- Required task -
Retype the material below from its first line through the line containing "point(125, 221)", including both ends, and omit the pictures.

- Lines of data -
"""
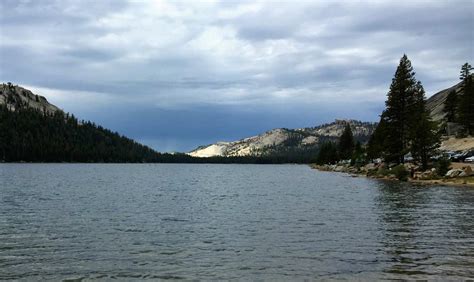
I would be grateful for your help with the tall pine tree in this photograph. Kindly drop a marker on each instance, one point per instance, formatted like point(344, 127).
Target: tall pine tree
point(450, 106)
point(405, 125)
point(466, 100)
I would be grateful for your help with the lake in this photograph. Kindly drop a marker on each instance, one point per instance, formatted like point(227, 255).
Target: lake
point(125, 221)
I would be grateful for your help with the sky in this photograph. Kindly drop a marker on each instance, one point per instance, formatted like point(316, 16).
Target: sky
point(178, 74)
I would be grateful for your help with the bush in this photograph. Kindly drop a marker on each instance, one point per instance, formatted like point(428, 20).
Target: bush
point(442, 165)
point(400, 172)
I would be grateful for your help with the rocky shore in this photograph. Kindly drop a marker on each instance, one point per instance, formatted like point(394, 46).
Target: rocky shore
point(459, 174)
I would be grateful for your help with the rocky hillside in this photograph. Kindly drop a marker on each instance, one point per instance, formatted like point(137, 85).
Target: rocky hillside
point(15, 97)
point(283, 139)
point(435, 104)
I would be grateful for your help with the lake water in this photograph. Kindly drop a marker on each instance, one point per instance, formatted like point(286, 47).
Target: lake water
point(73, 221)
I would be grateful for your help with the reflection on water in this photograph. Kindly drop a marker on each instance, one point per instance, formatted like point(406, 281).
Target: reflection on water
point(427, 230)
point(227, 222)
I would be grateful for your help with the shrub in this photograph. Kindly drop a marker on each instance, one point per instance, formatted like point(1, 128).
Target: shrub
point(442, 165)
point(400, 172)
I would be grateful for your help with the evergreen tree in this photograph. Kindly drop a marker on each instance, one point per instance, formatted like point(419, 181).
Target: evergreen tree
point(450, 106)
point(346, 143)
point(466, 100)
point(405, 125)
point(327, 153)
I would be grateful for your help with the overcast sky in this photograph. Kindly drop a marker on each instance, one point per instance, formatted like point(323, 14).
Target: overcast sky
point(178, 74)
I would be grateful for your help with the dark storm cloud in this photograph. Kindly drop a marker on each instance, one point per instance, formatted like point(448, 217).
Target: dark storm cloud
point(176, 74)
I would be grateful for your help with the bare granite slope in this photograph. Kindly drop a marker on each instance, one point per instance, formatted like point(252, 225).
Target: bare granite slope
point(15, 96)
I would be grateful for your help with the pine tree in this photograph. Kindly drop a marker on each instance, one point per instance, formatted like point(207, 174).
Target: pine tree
point(397, 115)
point(466, 100)
point(327, 153)
point(450, 106)
point(346, 143)
point(405, 125)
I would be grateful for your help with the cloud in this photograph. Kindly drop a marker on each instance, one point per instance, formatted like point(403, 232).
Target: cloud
point(318, 59)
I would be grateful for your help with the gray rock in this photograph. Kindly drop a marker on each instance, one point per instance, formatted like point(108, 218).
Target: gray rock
point(454, 172)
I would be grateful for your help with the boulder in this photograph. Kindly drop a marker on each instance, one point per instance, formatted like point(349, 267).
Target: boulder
point(468, 170)
point(454, 172)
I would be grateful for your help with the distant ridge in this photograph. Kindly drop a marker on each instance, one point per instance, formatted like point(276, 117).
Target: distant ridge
point(281, 140)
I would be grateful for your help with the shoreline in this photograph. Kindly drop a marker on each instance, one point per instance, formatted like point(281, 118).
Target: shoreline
point(466, 182)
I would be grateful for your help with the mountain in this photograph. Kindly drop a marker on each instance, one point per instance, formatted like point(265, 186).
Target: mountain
point(33, 130)
point(15, 97)
point(435, 104)
point(283, 140)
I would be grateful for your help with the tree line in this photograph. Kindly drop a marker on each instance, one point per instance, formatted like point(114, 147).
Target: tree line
point(33, 135)
point(405, 126)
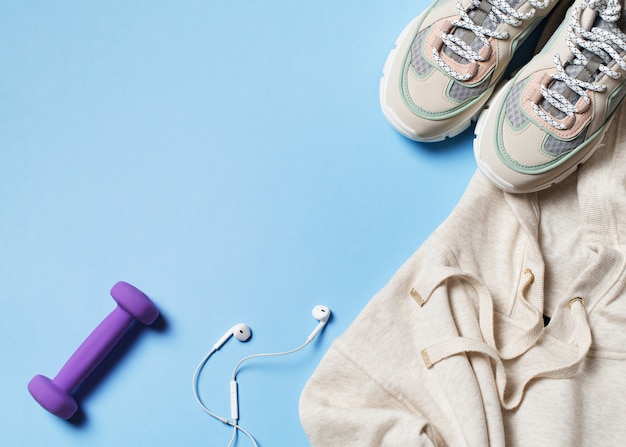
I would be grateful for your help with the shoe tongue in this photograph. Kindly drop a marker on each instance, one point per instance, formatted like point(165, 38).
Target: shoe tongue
point(480, 16)
point(585, 73)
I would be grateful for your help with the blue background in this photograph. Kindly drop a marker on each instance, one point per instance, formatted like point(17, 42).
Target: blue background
point(228, 158)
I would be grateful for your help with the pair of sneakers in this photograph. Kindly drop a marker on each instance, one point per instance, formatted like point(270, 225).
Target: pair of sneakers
point(539, 126)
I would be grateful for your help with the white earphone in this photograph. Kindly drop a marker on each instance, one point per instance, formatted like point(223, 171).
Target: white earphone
point(240, 331)
point(243, 333)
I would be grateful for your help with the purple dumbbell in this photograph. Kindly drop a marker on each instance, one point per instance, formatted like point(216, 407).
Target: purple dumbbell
point(55, 395)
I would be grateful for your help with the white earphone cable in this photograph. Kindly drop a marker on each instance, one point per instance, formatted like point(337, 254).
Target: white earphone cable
point(196, 394)
point(270, 354)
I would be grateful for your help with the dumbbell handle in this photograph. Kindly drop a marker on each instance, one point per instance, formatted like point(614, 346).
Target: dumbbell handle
point(93, 350)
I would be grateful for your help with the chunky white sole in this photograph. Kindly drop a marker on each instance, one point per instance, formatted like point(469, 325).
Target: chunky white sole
point(390, 95)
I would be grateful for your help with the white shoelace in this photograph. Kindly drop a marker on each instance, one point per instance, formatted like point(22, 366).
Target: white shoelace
point(500, 11)
point(604, 43)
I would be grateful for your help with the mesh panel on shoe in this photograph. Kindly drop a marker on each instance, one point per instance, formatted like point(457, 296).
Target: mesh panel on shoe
point(462, 92)
point(616, 100)
point(514, 112)
point(418, 63)
point(575, 70)
point(555, 147)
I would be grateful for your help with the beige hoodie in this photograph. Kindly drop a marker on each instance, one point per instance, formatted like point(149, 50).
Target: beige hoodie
point(453, 350)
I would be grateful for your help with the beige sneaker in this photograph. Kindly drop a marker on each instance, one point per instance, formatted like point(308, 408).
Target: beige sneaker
point(448, 60)
point(551, 116)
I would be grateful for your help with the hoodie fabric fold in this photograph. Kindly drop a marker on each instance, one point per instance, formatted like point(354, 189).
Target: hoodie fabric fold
point(455, 349)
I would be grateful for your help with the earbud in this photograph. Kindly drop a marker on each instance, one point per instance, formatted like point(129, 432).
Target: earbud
"""
- Response -
I would be grateful for your help with the tall pine tree in this photograph. Kindly drop a marker on each instance, one point per instance, formatted like point(344, 127).
Target: tall pine tree
point(450, 106)
point(405, 125)
point(466, 100)
I would be grateful for your help with the lake in this photograph. Kindly drop a marker on each instance, one point per instance, formatted like point(227, 255).
Target: lake
point(125, 221)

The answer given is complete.